== Your objective ==
Return, from the material below, each line in which "sauce" occurs.

══════════

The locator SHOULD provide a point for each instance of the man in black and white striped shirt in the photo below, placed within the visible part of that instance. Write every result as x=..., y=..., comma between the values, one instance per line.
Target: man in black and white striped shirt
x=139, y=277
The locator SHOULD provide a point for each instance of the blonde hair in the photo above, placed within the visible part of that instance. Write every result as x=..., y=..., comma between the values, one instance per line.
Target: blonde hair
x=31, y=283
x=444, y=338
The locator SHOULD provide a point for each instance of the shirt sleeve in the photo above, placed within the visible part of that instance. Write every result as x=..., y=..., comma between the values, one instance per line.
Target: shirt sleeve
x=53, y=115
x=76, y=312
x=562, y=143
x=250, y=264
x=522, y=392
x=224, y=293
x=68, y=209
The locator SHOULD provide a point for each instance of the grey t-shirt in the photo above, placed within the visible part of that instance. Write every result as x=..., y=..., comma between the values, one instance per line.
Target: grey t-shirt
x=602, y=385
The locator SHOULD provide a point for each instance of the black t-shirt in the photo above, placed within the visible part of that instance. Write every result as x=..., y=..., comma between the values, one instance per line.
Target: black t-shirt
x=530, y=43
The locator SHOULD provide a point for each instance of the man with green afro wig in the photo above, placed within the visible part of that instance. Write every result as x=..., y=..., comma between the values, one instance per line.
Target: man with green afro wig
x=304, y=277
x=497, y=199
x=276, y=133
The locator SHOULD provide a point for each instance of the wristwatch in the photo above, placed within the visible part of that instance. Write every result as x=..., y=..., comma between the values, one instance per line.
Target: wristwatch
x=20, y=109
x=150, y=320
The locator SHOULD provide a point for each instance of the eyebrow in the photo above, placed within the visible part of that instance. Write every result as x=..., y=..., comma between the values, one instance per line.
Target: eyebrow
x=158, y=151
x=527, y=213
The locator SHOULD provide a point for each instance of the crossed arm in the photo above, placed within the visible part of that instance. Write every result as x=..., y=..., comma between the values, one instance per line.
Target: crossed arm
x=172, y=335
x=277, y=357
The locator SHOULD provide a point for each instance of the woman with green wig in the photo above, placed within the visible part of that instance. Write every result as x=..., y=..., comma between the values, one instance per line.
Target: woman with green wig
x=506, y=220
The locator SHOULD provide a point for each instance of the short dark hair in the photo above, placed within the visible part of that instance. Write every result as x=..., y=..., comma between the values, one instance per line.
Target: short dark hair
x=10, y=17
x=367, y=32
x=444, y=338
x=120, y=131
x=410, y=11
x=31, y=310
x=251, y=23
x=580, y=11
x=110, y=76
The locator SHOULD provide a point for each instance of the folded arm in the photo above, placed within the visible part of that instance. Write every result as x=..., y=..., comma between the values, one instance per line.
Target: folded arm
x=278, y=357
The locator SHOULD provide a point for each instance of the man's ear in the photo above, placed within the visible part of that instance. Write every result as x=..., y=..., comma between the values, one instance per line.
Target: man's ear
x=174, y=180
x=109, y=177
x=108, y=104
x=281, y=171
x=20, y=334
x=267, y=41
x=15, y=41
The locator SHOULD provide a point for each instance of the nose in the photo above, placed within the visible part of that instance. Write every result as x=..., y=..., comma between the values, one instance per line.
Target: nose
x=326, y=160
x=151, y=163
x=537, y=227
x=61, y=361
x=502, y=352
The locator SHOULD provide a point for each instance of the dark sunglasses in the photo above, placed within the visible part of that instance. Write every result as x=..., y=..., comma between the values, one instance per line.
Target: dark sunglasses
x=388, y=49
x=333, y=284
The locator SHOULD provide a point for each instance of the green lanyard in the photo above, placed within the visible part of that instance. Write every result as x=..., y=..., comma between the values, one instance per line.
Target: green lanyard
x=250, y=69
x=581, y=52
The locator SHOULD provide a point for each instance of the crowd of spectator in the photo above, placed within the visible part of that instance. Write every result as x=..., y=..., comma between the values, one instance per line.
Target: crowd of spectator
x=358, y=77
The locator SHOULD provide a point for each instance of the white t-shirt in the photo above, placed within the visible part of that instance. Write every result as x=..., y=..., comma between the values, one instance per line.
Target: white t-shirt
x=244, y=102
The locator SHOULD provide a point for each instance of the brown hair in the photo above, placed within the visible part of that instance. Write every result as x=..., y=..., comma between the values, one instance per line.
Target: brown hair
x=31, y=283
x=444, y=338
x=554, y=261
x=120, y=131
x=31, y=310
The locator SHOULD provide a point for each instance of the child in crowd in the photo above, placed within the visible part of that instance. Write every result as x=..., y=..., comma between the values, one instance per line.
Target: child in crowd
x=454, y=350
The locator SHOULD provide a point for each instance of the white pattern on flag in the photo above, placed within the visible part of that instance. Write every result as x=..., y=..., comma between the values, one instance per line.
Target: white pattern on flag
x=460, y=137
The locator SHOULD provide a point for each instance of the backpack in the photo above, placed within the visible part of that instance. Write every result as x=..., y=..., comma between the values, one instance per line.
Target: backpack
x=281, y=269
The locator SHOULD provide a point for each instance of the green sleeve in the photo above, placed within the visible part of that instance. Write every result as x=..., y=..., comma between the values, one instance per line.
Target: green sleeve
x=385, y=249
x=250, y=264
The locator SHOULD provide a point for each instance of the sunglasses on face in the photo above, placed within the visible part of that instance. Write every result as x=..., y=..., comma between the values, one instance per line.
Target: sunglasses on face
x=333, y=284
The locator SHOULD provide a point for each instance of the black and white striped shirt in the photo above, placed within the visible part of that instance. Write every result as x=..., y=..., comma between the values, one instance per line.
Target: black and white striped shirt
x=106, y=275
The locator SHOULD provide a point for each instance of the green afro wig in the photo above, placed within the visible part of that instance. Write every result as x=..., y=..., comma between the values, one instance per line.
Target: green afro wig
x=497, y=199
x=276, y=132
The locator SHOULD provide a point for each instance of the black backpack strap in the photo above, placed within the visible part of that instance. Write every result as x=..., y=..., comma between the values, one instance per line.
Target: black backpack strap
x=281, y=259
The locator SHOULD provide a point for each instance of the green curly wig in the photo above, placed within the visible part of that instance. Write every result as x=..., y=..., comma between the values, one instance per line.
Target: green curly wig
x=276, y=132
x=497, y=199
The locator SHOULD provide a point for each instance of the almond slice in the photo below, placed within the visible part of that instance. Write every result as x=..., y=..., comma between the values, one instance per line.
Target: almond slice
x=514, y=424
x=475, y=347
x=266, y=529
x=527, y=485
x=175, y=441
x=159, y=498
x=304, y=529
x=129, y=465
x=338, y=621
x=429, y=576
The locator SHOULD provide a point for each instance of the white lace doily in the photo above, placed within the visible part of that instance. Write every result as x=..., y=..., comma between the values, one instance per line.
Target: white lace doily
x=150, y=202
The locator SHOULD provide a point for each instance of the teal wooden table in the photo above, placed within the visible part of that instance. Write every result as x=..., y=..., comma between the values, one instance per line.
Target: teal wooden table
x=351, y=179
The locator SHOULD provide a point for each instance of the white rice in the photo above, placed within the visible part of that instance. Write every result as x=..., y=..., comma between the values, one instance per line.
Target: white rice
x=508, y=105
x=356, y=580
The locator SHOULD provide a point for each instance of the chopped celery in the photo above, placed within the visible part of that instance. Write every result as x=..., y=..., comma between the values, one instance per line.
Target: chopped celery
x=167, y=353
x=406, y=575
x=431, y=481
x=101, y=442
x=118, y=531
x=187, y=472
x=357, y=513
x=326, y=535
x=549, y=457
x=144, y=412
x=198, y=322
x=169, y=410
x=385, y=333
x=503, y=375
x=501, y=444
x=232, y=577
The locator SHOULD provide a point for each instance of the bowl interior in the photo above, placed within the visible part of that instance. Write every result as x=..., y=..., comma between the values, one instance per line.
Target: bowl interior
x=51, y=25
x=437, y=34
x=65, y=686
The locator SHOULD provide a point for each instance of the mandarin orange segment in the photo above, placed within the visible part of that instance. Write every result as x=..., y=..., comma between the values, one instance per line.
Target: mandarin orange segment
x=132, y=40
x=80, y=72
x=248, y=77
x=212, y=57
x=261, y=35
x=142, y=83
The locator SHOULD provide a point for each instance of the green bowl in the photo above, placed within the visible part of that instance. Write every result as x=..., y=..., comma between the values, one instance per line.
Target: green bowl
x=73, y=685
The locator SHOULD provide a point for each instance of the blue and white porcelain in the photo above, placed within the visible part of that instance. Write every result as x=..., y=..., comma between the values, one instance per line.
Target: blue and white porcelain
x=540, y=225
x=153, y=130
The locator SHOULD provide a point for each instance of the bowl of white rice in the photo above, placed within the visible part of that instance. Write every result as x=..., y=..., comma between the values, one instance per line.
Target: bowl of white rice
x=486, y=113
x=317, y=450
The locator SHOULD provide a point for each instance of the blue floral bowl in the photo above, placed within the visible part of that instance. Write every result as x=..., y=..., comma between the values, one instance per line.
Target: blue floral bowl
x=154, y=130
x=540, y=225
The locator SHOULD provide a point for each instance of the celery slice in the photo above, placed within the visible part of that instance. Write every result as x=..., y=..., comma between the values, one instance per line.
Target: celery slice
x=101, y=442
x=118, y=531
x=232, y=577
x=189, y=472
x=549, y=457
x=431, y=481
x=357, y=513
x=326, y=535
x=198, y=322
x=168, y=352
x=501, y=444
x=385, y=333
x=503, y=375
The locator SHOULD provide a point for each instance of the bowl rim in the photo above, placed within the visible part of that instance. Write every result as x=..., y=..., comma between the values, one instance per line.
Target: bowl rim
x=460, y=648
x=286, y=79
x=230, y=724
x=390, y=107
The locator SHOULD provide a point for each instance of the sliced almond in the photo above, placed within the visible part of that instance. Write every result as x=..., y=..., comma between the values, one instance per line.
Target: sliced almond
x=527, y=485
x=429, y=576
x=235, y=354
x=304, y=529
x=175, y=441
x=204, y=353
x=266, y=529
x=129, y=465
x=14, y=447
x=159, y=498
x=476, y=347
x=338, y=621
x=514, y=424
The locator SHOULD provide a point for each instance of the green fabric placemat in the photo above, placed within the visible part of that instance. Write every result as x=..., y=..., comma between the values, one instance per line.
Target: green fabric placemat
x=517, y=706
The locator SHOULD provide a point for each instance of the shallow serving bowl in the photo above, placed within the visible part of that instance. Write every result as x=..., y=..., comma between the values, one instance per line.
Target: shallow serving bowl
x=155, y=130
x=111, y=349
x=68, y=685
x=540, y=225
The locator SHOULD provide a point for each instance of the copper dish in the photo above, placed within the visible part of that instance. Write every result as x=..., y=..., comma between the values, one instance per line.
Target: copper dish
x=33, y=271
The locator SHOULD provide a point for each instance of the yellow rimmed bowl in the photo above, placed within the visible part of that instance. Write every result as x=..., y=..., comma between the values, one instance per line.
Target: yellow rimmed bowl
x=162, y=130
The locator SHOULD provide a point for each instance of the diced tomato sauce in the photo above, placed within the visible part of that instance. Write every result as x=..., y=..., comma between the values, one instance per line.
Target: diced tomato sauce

══════════

== Exercise solution ==
The locator SHOULD provide a point for each instance of the diced tomato sauce in the photo above, placed within the visible part of that instance. Write every result as x=..., y=..., comma between the values, one instance per line.
Target: diced tomato sauce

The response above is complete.